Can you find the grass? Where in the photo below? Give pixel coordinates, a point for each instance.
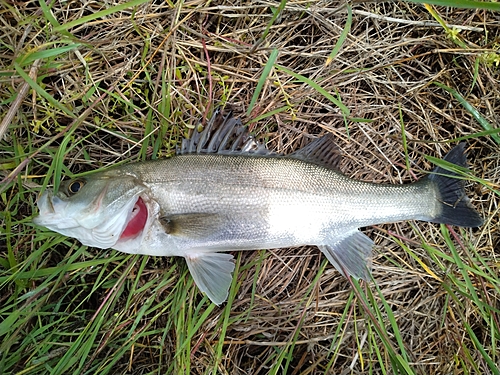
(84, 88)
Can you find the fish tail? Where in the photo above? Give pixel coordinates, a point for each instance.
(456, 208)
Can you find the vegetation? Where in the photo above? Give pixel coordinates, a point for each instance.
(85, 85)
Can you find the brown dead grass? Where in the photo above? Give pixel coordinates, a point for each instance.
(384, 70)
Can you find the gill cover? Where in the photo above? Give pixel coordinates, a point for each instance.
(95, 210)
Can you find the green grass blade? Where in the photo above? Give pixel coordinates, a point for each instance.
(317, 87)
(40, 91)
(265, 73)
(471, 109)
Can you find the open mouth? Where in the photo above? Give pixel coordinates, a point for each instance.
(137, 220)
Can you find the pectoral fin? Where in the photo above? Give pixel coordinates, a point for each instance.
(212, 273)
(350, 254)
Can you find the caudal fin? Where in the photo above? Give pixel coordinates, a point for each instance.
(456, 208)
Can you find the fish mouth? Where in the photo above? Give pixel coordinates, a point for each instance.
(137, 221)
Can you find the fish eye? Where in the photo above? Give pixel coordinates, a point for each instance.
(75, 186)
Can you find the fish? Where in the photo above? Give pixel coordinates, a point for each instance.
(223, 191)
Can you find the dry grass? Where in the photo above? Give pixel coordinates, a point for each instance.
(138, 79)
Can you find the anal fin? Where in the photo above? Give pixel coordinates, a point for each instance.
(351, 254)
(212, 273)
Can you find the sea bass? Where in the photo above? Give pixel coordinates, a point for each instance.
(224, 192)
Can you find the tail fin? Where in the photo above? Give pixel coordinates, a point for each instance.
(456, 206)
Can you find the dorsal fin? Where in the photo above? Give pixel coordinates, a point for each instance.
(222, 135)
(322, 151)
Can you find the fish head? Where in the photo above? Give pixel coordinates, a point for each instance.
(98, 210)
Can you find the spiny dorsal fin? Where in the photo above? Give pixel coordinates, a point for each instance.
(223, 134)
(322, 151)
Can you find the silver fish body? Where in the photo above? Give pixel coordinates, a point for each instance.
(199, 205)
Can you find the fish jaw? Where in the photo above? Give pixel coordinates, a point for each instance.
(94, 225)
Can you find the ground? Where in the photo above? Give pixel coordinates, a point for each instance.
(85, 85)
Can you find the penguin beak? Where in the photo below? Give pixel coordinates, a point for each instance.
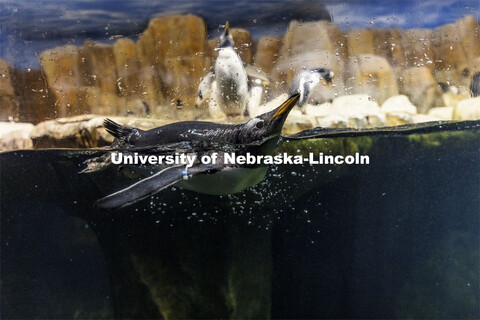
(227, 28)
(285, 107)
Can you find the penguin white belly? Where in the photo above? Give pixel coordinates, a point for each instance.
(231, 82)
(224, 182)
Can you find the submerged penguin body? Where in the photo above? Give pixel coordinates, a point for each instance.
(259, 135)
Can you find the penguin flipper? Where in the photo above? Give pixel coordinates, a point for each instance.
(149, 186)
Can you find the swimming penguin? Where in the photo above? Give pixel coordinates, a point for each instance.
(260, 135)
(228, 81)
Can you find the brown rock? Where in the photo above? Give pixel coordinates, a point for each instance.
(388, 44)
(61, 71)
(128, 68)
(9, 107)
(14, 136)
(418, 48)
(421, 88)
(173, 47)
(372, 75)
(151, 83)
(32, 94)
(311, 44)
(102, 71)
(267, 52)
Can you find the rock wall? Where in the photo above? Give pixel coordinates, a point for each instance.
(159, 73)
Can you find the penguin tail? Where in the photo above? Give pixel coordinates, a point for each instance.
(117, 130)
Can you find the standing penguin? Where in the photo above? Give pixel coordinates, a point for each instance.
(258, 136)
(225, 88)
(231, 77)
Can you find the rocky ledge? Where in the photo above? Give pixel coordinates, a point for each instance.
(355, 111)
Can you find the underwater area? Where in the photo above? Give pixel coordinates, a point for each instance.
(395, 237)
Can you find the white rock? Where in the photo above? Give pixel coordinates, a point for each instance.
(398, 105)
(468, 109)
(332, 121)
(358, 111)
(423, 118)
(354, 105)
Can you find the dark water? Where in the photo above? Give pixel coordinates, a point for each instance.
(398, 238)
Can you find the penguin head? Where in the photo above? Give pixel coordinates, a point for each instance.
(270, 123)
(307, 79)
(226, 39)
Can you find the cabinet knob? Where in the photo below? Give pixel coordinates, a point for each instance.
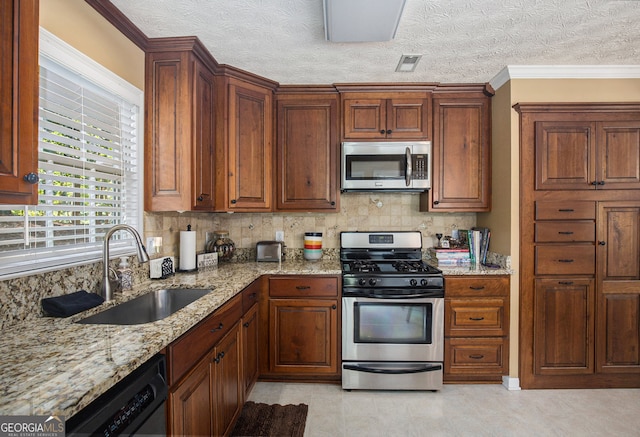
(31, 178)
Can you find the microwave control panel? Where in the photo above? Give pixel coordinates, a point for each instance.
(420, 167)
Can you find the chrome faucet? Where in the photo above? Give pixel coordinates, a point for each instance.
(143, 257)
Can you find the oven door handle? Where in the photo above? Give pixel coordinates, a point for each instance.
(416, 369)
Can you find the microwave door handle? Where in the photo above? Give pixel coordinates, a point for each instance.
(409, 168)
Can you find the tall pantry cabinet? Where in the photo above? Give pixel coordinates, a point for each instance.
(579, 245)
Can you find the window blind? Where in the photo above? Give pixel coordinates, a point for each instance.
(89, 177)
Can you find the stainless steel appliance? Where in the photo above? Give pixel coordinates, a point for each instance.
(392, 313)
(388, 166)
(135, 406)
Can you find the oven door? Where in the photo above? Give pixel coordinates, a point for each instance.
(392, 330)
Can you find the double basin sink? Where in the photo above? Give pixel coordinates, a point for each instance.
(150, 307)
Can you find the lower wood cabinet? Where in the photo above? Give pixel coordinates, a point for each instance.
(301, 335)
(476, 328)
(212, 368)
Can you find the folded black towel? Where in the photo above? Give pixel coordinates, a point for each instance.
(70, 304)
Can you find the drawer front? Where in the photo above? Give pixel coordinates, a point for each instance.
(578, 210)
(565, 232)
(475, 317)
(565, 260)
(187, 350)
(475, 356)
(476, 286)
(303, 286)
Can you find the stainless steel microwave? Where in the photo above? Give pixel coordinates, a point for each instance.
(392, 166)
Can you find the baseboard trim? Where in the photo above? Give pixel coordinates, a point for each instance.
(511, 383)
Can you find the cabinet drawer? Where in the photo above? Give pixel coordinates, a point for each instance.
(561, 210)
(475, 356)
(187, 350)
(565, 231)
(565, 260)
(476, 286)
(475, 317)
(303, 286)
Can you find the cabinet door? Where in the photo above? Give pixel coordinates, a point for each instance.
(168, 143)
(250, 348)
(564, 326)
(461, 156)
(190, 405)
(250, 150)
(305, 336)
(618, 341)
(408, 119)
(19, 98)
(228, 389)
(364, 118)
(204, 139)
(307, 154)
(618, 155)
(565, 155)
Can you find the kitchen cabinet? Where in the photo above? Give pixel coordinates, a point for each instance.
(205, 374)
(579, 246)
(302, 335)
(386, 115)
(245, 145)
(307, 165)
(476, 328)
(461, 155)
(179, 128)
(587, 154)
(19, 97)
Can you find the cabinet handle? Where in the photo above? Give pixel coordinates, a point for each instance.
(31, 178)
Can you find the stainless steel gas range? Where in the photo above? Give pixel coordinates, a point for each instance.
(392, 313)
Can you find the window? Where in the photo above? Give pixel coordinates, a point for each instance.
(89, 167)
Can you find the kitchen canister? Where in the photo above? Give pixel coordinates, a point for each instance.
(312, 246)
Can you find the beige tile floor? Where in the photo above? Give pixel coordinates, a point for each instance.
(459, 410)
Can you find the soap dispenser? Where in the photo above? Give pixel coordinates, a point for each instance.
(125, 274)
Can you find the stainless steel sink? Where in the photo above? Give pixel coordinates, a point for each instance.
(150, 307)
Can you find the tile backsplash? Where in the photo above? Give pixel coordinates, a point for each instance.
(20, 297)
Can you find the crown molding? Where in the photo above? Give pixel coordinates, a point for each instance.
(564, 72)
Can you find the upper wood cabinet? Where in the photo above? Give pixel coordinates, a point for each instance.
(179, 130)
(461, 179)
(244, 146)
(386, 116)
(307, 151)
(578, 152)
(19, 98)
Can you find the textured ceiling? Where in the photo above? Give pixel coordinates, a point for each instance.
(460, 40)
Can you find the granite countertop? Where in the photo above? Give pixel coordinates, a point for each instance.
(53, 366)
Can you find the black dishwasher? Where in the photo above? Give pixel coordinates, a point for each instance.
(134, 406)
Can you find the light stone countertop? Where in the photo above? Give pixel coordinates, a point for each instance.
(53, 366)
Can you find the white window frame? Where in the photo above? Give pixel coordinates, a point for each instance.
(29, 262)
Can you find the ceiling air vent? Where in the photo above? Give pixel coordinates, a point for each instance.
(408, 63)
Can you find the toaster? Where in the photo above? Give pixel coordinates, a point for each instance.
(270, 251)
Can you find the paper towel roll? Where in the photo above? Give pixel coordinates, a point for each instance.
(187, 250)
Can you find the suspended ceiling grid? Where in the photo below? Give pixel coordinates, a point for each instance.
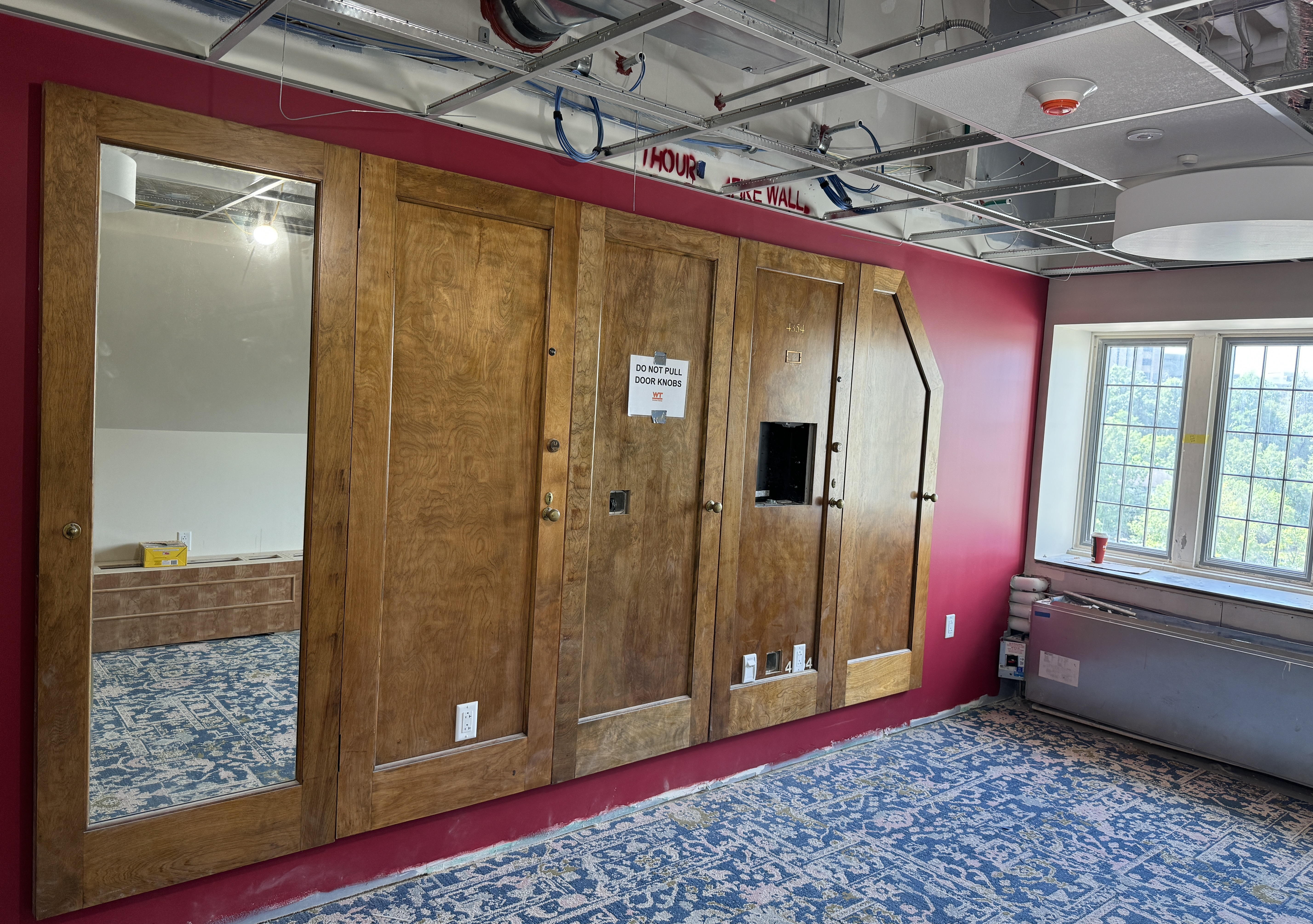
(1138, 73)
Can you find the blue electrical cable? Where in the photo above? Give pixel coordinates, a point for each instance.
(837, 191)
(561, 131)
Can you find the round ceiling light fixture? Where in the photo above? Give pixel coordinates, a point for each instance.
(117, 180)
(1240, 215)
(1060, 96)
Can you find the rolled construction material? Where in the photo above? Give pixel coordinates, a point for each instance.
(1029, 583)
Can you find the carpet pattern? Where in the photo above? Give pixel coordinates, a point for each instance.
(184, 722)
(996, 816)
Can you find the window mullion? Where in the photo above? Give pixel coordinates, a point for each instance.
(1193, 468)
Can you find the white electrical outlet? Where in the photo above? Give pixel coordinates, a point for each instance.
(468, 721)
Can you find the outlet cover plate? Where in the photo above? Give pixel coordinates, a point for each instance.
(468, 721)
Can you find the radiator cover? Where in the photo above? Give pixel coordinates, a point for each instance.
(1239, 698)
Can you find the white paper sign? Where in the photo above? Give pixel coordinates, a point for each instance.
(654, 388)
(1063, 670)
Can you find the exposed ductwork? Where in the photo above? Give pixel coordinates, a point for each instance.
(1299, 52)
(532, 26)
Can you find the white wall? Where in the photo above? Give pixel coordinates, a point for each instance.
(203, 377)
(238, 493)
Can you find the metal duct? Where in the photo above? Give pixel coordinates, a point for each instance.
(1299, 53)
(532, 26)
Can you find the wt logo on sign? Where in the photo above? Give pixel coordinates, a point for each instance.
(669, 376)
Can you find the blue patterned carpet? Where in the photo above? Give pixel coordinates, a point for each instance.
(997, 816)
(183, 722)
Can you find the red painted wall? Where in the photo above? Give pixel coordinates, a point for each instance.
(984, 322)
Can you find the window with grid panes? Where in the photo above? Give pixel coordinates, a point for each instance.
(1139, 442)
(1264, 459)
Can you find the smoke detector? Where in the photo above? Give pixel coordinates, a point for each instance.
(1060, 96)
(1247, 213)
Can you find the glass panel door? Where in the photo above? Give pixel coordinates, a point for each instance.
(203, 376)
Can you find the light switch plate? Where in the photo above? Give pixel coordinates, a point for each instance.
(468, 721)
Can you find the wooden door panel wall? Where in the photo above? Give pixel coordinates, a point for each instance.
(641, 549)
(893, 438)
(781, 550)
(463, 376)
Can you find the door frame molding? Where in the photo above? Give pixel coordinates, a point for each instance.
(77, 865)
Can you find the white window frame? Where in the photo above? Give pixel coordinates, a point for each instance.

========

→ **TASK PROMPT**
Find the line containing "Can you find the metal" in the data above. Please transcribe it and every line after it, exactly.

→ **FINAL ANSWER**
Can you find the metal duct? Where in the photo above? Give pixel coordinates, a point for each instance.
(1299, 53)
(532, 26)
Can you find the wt logo on sign? Where in the photo above? Give pixel coordinates, a point for each instance.
(669, 376)
Can you find the blue patterned carpet? Where in the photo above? Give pixel coordinates, a point for each instance.
(997, 816)
(183, 722)
Can you find the red painted wall? Where in the photo above? Give pixel coordinates, a point for each instance.
(984, 322)
Can you find the window with grid panes? Where in the photo above? Give pixel coordinates, a point for each instance.
(1139, 442)
(1264, 459)
Can you find the smoke detector? Where in the photo above? Give pixel coordinates, a point for each instance.
(1060, 96)
(1247, 213)
Can you find the glass panel door? Where in the photo above? Give pixel coordinates, a point for each instance.
(203, 376)
Can you find the light switch plate? Where in the photo above? Give pixel coordinates, a point for each instance.
(468, 721)
Can you find the wooden door panel wall? Where in the photo above? Give pixel coordinates, a point for each instance.
(641, 549)
(893, 438)
(781, 550)
(463, 376)
Can you find the door frame molding? Where in the photo above? Give pixel coordinates, a point for each instance.
(77, 865)
Can you find the white window frame? Where in the photo above? Give pixel coordinates, a point for each instance.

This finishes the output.